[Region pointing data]

==============================

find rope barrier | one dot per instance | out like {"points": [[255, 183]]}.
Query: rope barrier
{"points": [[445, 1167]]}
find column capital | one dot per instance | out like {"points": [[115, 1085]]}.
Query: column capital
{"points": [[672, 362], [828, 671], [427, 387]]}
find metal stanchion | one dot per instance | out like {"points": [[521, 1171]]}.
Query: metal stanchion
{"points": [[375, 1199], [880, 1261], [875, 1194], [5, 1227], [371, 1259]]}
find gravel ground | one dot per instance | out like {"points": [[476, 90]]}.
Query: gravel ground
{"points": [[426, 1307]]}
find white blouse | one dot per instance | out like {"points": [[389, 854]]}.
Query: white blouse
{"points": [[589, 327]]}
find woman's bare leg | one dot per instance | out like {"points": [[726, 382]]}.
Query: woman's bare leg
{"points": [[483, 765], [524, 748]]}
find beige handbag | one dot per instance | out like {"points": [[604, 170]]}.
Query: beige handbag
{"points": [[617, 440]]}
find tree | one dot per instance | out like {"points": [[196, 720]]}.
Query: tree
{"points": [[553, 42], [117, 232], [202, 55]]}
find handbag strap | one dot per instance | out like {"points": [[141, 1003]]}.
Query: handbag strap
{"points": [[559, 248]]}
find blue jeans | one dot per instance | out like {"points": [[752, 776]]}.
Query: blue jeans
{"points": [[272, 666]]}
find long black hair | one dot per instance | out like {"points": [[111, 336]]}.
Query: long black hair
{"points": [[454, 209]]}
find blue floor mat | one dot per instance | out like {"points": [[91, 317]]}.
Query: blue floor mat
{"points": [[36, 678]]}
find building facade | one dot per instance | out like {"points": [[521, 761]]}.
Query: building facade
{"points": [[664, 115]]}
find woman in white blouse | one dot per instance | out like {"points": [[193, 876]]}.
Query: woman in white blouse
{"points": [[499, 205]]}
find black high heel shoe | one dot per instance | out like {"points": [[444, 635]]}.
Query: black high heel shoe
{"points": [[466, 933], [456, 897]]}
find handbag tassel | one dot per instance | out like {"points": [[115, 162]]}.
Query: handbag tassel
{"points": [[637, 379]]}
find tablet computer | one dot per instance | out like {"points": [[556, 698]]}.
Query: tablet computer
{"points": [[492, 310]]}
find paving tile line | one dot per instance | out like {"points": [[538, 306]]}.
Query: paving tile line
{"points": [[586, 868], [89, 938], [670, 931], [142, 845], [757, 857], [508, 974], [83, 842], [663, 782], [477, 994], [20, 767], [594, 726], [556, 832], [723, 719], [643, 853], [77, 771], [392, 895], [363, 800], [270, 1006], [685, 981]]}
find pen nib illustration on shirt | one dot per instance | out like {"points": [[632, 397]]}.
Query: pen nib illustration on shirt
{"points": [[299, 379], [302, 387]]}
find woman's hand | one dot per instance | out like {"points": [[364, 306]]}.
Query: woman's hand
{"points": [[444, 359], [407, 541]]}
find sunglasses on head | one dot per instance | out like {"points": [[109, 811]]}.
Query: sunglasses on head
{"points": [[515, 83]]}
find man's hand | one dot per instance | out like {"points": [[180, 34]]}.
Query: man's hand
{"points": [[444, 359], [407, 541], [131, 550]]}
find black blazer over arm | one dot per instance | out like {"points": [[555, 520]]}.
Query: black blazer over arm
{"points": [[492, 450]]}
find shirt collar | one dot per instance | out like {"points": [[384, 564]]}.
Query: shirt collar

==============================

Exercise details:
Every record should be printed again exactly as it reads.

Final answer:
find rope barrier | one dot per instance | out like {"points": [[255, 183]]}.
Query: rope barrier
{"points": [[445, 1167]]}
find column capital | one dot per instance | out like {"points": [[115, 1085]]}.
Query: column capital
{"points": [[672, 362], [828, 671], [427, 387]]}
find metal stanchion | one dot per instance | out like {"points": [[521, 1171]]}.
Query: metal stanchion
{"points": [[375, 1199], [880, 1261], [875, 1194], [5, 1227], [371, 1259]]}
find gravel ground | one dot per instance | out like {"points": [[476, 90]]}.
Query: gravel ground
{"points": [[426, 1307]]}
find white blouse | one dot per instance | out like {"points": [[389, 854]]}.
Query: white blouse
{"points": [[589, 327]]}
find woman's bare leg | one dot per instance | out like {"points": [[726, 382]]}.
Query: woman's bare leg
{"points": [[483, 765], [524, 748]]}
find beige handbag | one dot per instance | out like {"points": [[604, 170]]}.
Query: beige handbag
{"points": [[617, 440]]}
find tree | one dot per instance | out like {"points": [[196, 720]]}.
Query: tree
{"points": [[553, 42], [117, 232], [202, 55]]}
find handbag strap | one dot per instance | out like {"points": [[141, 1003]]}.
Query: handbag strap
{"points": [[559, 248]]}
find blue jeans | one dot per instance | out like {"points": [[752, 776]]}.
Query: blue jeans
{"points": [[272, 666]]}
find long black hair | one dot per instance | out like {"points": [[111, 336]]}.
Query: long black hair
{"points": [[454, 209]]}
find blue floor mat | one dot per instance | out like {"points": [[91, 317]]}.
Query: blue floor mat
{"points": [[36, 678]]}
find building facade | one dot per instance | out like {"points": [[521, 761]]}.
Query: building facade
{"points": [[664, 115]]}
find woman in white blouse | one dot per instance | out like {"points": [[193, 876]]}.
Query: woman in white blouse
{"points": [[499, 205]]}
find black high heel shoe | one dot per instance | out like {"points": [[444, 635]]}.
Query: black high heel shoe
{"points": [[466, 933], [456, 897]]}
find handbag tassel | one dot per instance | out like {"points": [[115, 162]]}.
Query: handbag tassel
{"points": [[637, 379]]}
find tablet computer | one dot per instance | out like {"points": [[556, 698]]}.
Query: tablet computer
{"points": [[492, 310]]}
find paving tile line | one dot per instance | out like {"points": [[538, 306]]}.
Query: paving tile line
{"points": [[586, 868], [89, 938], [670, 931], [142, 845], [757, 857], [508, 974], [83, 842], [663, 782], [477, 994], [20, 767], [594, 726], [556, 832], [723, 719], [643, 853], [77, 771], [392, 895], [363, 800], [270, 1006], [685, 981]]}
find pen nib illustration on shirt | one dot per instance | out like {"points": [[632, 397]]}.
Query: pen nib illustration on shirt
{"points": [[299, 379], [302, 387]]}
find woman's hand | one dot per instance | out like {"points": [[364, 306]]}.
Query: woman's hand
{"points": [[444, 359], [407, 541]]}
find sunglasses on head | one dot per instance | out like {"points": [[109, 811]]}.
Query: sunglasses on head
{"points": [[515, 83]]}
find man's hand | one dot per instance | out like {"points": [[180, 34]]}.
Query: man's hand
{"points": [[444, 359], [407, 541], [131, 550]]}
find black blazer over arm | one dot per instance | out like {"points": [[555, 520]]}.
Query: black blazer over arm
{"points": [[492, 450]]}
find shirt collar | one dot per instance | out like {"points": [[384, 564]]}.
Query: shirt collar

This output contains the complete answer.